§ **Extract to read**:
.....

In the Philippines, people greet each other in the Tagalog language by saying “Kumain ka na ba?” It does not mean “Hi! How are you?”, it means “Hi! Have you eaten?”

“Food is an important part of the Filipino culture,” says Maj Yee, owner of Goldilocks Bakeshop in Vancouver. “Filipinos like to eat five meals a day. And people thank with food; they celebrate with food, and they give food if someone is sick or has had a baby. Food is a huge part of every gathering and celebration.”

The other cornerstone of Filipino society is family and loyalty to family members. Food, family and loyalty are also the reasons why the Goldilocks bakery emporium originally started in the Philippines in 1966 and why it continues its unrivalled success today with more than 110 stores in the Philippines, 14 in California and one in Canada, in Vancouver.

.....

§ **Source data**:
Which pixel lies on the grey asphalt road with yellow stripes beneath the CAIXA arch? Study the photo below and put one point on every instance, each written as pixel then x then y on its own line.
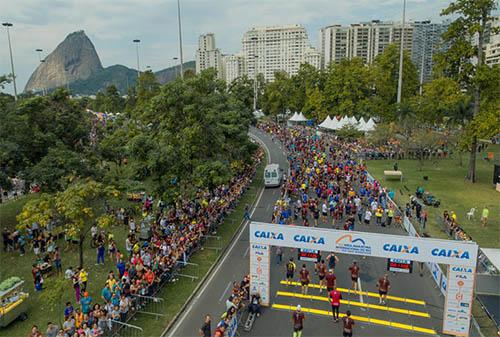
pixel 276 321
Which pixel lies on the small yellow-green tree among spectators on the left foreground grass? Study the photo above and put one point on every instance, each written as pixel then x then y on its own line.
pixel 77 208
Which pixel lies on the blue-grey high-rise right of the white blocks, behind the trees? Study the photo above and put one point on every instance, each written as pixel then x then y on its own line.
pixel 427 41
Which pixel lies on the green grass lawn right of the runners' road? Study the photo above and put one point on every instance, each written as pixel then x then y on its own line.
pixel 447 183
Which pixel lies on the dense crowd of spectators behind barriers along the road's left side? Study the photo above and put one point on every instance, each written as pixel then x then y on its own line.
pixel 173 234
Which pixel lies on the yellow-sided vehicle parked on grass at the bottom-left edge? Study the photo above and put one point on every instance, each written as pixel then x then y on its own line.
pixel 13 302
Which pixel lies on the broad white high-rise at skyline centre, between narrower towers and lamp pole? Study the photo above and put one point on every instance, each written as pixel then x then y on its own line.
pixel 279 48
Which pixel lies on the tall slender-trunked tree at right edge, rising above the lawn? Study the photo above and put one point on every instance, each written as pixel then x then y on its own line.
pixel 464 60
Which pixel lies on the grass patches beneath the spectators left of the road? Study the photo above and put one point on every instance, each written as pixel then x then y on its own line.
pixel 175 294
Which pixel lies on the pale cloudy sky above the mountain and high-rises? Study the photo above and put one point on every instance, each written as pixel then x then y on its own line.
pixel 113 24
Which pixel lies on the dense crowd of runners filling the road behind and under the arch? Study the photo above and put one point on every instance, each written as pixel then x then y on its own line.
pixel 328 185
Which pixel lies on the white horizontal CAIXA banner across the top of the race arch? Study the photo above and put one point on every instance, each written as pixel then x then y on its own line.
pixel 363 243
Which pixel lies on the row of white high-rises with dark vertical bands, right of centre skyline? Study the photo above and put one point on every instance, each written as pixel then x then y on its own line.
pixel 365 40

.....

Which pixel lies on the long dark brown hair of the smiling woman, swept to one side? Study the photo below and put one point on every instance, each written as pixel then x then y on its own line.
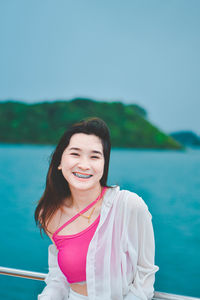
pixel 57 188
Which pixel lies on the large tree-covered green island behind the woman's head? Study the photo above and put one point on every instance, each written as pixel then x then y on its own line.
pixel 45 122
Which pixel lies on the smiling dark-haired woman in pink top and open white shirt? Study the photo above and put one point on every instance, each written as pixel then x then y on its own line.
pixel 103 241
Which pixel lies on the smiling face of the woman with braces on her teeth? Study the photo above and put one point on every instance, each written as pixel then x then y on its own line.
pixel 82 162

.....

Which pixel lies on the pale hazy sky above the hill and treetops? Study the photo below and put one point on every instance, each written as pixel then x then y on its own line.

.....

Could you continue the passage above about Filipino food culture and the Goldilocks bakery, picking up after its last sentence?

Two young women, sisters Milagros Leelin Yee and Clarita Leelin Go, now affectionately known by everyone else in the business as “The Two Moms,” started the original Filipino Goldilocks, buoyed by the compliments they received on their home baking, particularly the fabulous cakes they took to their friends and relatives on every occasion.

In the mid-’70s, as family members moved to North America, they transplanted the Goldilocks business here. By that time, the Goldilocks brand had become hugely successful in the Philippines. With a name so well known, Goldilocks has enjoyed great success in North America by serving the needs of its mainly Filipino client base.

Goldilocks opened its first North American store in southern California in 1976. Currently, in addition to 14 retail stores, there are also two large manufacturing plants or commissaries in California.

Canadian Base in Vancouver

Goldilocks is a respected household name in the Philippines,” says Maj Yee with apparent pride. Maj is the daughter of Milagros Leelin Yee, and runs the Vancouver-based Canadian operation that opened in 1984.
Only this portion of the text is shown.